**AUSGANGSTEXT:**
Modernisierte Flügel
In den Nachkriegs-Jahren wurden aus Mangel an guten Pianos, viele alte Flügel in ein damals modernes Aussehen gezwängt. In der Regel sind solche Flügel irreparabel verschandelt, da eine Wiederherstellung im Vergleich zu den besser erhaltenen Flügeln wirtschaftlich sinnlos scheint. In diesem Kontrast erkennt man deutlich wie wertvoll (und dies in vielerlei Hinsicht) ein gut erhaltener Flügel ist. Die Qualität einer gut erhaltenen Elfenbein-Klaviatur oder einer schönen Gussplatten-Bronzierung ist mit Geld allein nicht wiederbeschaffbar, denn heute verfügt niemand mehr über das Wissen und die Routine diese Arbeiten in eben genau dieser Machart durchzuführen. Wir haben dahingehen sehr großen Aufwand betrieben, um näherungsweise gleichwertige Ergebnisse zu erzielen. Das Original bleibt dabei zum Glück unübertroffen, auch oder insbesondere weil es zarte Spuren der Geschichte in sich trägt. Ich hoffe so vermitteln zu können wie entscheidend es ist, diese Spuren der Alterung wertzuschätzen und nicht im Sinne einer Renovierung alles in neuem (Plastik)-Glanz erstrahlen zu lassen.
Rekonstruktion des Modell-typischen Designs
Auf die Arbeiten am Möbel gehe ich nur kurz ein, der Leser kann sich anhand der zahlreichen Fotos den Arbeitsablauf gut vorstellen. Das Furnier aus der Modernisierung war für eine Schellackpolitur ungeeignet und musste entfernt werden. Die Rekonstruktion der Geometrien und das Deckfurnier wurden in Birnbaum-Holz ausgeführt. Dieses ist seit jeher für die schwarze Schellackpolitur am besten geeignet. Die Schellackgrundierung erfolgte traditionell mit Zugabe von Bimsstein, die Schwarzfärbung unter Beigabe von Nigrosin. Die Unterseite wurde Mand-typisch in Orange ausgeführt wobei anstelle der ursprünglich verwendeten Bleimennige ein synthetisches Pigment verwendet wurde.

**BEREITGESTELLTE DATEN:**
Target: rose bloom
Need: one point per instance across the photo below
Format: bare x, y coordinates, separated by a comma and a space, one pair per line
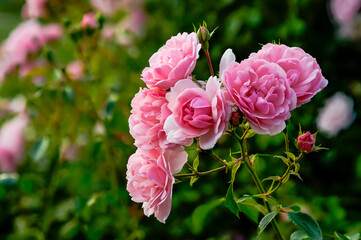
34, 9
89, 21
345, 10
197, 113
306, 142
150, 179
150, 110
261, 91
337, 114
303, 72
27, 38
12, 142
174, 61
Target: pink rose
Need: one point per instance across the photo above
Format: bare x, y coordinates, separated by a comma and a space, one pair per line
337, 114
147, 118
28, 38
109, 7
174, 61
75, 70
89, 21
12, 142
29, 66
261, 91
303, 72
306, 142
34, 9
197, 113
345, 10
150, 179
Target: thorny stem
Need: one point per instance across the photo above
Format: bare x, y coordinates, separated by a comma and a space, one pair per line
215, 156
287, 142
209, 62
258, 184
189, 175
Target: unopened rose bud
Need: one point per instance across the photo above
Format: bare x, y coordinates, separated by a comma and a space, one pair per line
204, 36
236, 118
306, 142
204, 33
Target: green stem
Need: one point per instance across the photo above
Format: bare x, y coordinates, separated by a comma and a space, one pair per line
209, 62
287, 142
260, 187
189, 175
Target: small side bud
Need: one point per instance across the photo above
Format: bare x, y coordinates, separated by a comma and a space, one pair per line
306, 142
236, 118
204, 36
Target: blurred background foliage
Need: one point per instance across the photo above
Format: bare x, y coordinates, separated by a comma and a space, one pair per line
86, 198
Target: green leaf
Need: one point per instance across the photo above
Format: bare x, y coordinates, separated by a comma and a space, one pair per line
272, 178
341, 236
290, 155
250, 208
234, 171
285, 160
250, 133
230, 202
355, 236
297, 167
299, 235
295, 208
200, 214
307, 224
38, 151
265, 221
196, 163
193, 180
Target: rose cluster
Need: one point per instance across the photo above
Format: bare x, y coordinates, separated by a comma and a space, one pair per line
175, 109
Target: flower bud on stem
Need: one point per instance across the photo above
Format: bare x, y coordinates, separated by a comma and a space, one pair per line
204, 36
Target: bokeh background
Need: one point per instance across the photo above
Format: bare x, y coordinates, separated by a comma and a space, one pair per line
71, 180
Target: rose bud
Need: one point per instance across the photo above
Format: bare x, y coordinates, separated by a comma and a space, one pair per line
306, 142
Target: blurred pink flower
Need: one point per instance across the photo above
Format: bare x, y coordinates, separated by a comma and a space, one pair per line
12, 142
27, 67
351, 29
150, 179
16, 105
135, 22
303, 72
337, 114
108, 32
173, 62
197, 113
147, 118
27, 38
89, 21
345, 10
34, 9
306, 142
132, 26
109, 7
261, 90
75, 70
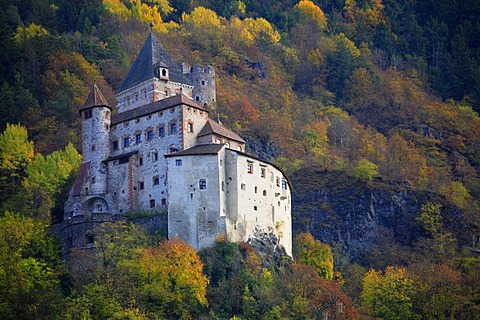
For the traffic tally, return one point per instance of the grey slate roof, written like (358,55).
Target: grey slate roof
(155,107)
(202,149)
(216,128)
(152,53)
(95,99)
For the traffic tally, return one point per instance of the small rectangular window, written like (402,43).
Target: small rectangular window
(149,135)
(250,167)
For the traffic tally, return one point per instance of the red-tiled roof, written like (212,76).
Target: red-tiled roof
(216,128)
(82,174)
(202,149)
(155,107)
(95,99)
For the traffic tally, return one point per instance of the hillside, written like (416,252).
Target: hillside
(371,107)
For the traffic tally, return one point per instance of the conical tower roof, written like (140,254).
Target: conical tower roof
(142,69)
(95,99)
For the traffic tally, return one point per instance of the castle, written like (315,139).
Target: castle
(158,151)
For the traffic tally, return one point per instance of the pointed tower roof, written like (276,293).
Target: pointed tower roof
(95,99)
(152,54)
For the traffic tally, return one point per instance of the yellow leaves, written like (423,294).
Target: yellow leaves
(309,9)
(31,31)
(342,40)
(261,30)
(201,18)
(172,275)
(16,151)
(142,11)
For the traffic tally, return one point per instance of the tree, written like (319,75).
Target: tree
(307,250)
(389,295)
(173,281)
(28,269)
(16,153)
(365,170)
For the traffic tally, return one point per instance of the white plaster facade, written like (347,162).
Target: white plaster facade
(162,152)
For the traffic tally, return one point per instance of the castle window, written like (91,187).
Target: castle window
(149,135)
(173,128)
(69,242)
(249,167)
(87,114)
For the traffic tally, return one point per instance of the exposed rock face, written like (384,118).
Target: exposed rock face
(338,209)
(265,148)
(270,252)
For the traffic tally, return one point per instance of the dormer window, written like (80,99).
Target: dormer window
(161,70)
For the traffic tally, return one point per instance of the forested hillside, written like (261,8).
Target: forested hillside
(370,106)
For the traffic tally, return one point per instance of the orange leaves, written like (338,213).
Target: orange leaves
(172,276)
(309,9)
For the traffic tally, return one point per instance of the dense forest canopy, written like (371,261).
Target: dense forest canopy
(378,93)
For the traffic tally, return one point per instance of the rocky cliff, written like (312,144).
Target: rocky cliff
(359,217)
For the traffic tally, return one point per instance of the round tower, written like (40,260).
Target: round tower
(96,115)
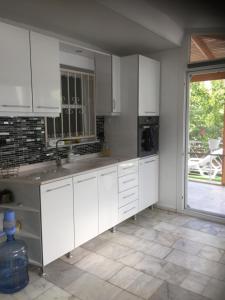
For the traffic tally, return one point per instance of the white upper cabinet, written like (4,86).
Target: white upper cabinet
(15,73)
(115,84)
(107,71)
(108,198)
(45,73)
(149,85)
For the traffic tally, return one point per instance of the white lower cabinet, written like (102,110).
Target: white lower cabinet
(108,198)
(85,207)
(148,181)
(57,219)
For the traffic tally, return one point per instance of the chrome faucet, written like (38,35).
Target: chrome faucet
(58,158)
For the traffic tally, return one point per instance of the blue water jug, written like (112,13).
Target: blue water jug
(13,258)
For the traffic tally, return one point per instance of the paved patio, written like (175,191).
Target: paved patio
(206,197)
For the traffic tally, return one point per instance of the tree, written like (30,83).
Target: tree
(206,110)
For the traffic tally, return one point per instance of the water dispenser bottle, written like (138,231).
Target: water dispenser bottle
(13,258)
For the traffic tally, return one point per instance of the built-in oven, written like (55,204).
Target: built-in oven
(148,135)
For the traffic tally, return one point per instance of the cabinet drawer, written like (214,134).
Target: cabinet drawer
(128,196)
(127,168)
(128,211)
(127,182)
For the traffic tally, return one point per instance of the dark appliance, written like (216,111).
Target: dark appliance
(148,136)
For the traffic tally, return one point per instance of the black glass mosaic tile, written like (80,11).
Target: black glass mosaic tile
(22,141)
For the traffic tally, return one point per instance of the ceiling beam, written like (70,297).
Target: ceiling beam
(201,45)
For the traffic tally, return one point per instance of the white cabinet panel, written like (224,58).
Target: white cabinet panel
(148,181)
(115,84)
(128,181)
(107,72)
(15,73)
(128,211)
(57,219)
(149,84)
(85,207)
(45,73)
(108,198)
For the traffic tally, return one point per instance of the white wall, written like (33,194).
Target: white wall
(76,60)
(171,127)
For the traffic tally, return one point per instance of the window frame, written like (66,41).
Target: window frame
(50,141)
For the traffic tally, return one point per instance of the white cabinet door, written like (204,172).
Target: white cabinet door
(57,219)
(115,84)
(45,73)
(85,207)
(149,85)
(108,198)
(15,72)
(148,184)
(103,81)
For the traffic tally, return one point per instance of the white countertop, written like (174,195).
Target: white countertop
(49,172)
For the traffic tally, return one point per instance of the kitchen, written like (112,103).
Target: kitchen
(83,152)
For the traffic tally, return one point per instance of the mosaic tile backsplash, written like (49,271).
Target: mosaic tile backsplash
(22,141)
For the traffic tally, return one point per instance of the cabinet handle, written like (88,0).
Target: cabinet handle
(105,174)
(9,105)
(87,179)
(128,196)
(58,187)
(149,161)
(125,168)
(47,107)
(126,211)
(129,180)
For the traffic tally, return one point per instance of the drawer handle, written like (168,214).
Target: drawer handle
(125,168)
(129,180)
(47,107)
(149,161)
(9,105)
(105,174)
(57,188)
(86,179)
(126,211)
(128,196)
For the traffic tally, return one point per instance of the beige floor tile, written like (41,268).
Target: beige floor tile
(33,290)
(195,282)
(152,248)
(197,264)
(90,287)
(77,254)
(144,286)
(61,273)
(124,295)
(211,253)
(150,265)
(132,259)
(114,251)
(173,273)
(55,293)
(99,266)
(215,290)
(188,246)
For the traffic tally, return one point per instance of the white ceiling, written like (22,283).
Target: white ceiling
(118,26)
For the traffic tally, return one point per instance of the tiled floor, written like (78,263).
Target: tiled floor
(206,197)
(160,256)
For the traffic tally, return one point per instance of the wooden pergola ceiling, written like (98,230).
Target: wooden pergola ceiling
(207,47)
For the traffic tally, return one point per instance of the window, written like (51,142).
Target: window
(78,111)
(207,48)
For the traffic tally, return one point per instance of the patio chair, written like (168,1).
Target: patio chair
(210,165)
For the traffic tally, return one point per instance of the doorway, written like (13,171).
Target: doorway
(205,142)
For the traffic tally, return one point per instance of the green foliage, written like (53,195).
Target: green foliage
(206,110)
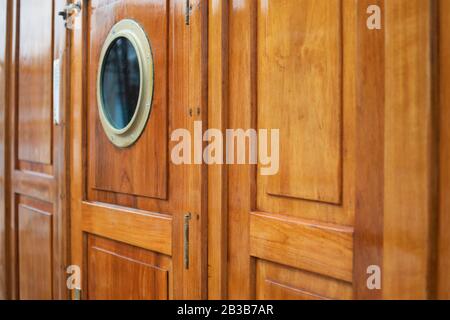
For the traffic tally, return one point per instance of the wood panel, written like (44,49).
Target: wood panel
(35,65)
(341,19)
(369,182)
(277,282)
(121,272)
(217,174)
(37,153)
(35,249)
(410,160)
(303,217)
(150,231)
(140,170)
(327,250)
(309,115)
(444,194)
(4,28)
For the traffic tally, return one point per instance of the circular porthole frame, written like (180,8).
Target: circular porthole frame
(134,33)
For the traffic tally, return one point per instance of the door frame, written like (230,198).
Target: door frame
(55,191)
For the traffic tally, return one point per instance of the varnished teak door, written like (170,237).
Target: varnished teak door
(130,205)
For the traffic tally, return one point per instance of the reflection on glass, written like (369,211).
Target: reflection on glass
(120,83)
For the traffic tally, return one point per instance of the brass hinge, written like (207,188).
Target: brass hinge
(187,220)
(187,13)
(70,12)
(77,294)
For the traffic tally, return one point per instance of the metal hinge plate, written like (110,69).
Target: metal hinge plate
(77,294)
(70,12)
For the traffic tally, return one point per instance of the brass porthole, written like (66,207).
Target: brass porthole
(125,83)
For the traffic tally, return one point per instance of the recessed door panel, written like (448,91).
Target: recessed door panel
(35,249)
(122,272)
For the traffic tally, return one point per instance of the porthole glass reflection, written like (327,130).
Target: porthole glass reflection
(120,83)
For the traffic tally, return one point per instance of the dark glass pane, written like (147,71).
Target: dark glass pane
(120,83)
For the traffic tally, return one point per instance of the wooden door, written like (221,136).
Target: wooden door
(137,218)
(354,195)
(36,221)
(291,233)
---
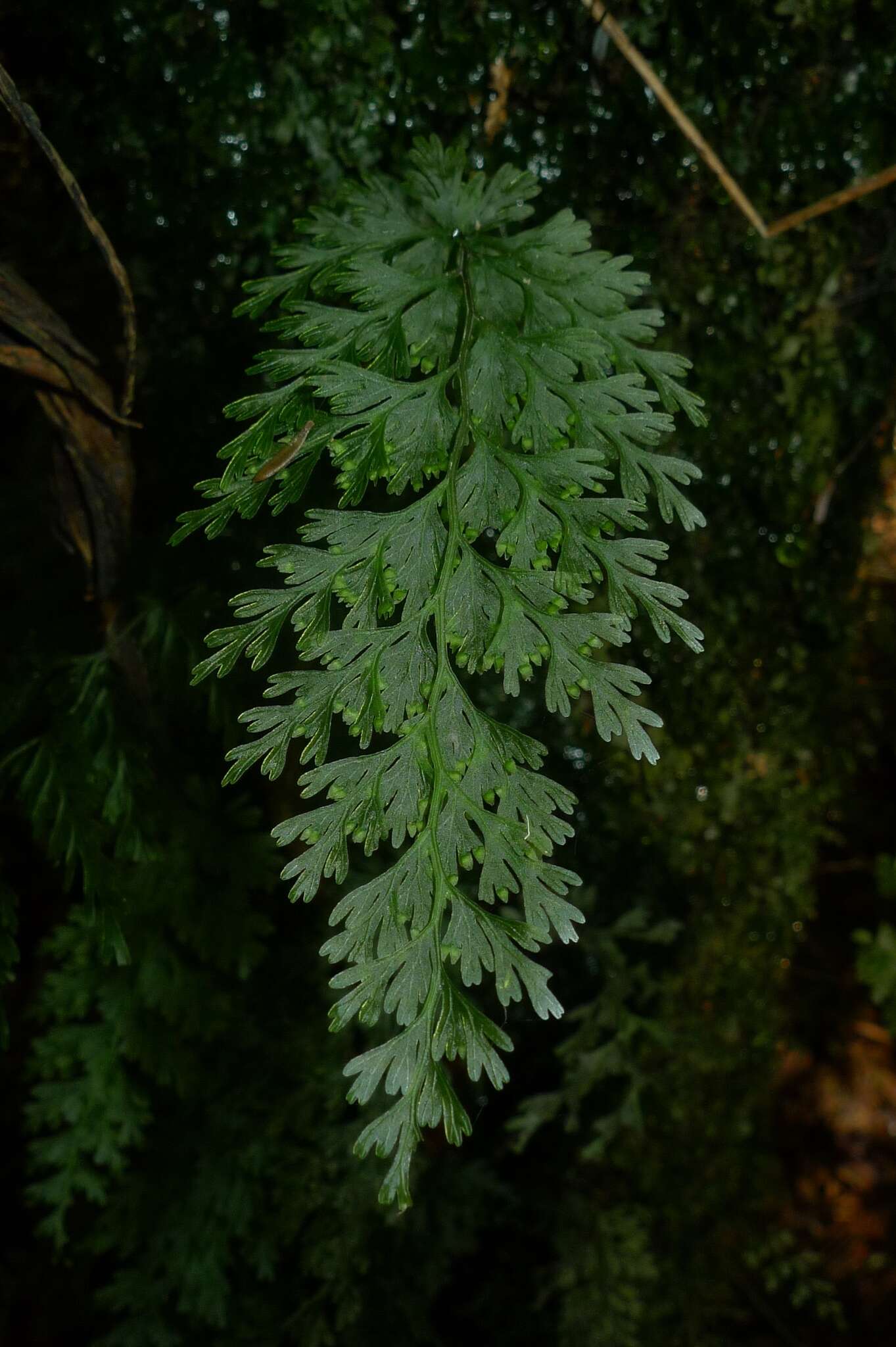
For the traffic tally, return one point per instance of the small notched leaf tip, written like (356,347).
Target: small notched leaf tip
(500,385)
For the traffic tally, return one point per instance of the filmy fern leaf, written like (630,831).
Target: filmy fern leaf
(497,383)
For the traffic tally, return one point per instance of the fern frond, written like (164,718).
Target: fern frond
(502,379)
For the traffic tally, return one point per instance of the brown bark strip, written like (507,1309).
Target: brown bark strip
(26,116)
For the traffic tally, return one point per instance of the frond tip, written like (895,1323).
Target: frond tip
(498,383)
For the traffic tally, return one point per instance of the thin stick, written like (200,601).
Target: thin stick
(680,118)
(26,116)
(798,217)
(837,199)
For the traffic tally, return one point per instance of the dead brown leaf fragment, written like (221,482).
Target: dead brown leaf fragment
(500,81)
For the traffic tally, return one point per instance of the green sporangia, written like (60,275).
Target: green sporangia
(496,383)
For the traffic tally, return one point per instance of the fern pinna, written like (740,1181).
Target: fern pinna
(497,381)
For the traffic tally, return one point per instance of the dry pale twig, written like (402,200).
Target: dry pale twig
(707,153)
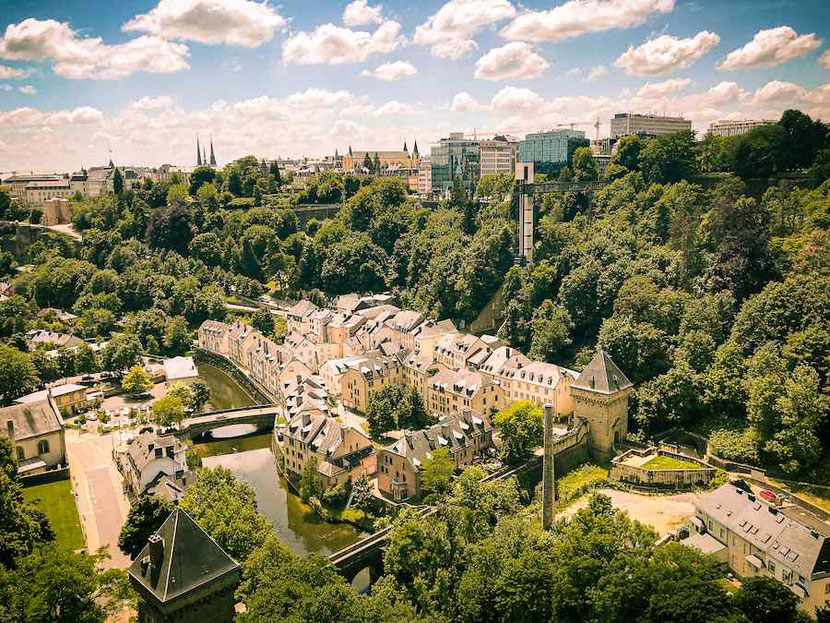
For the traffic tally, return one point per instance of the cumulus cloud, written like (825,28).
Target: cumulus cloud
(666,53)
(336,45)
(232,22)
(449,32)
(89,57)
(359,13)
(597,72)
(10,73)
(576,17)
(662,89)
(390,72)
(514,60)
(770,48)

**ZU ERLEDIGENDE AUFGABEN:**
A - Prüfen Sie, ob die folgenden Aussagen mit dem Text über modernisierte Flügel übereinstimmen. Antworten Sie jeweils mit Ja oder Nein und zitieren Sie die entscheidenden Worte des Textes wörtlich: (i) Das Deckfurnier wurde in Birnbaum-Holz ausgeführt. (ii) Für die Unterseite wurde Bleimennige verwendet. (iii) Das Furnier aus der Modernisierung wurde für die Schellackpolitur beibehalten.
B - Übersetzen Sie bitte diesen Satz aus dem Text über modernisierte Flügel ins Englische: „Die Schellackgrundierung erfolgte traditionell mit Zugabe von Bimsstein, die Schwarzfärbung unter Beigabe von Nigrosin.“
C - Geben Sie den Abschnitt aus dem Text über modernisierte Flügel wortgetreu aus, beginnend bei „Rekonstruktion des Modell-typischen“ und endend bei „Pigment verwendet wurde.“.

**NUMMERIERTE ANTWORTEN:**
A -
(i) Ja: „Die Rekonstruktion der Geometrien und das Deckfurnier wurden in Birnbaum-Holz ausgeführt.“
(ii) Nein: „anstelle der ursprünglich verwendeten Bleimennige ein synthetisches Pigment verwendet wurde“
(iii) Nein: „Das Furnier aus der Modernisierung war für eine Schellackpolitur ungeeignet und musste entfernt werden.“

B - The shellac priming was done traditionally with the addition of pumice, the black coloring with the addition of nigrosine.

C -
Rekonstruktion des Modell-typischen Designs
Auf die Arbeiten am Möbel gehe ich nur kurz ein, der Leser kann sich anhand der zahlreichen Fotos den Arbeitsablauf gut vorstellen. Das Furnier aus der Modernisierung war für eine Schellackpolitur ungeeignet und musste entfernt werden. Die Rekonstruktion der Geometrien und das Deckfurnier wurden in Birnbaum-Holz ausgeführt. Dieses ist seit jeher für die schwarze Schellackpolitur am besten geeignet. Die Schellackgrundierung erfolgte traditionell mit Zugabe von Bimsstein, die Schwarzfärbung unter Beigabe von Nigrosin. Die Unterseite wurde Mand-typisch in Orange ausgeführt wobei anstelle der ursprünglich verwendeten Bleimennige ein synthetisches Pigment verwendet wurde.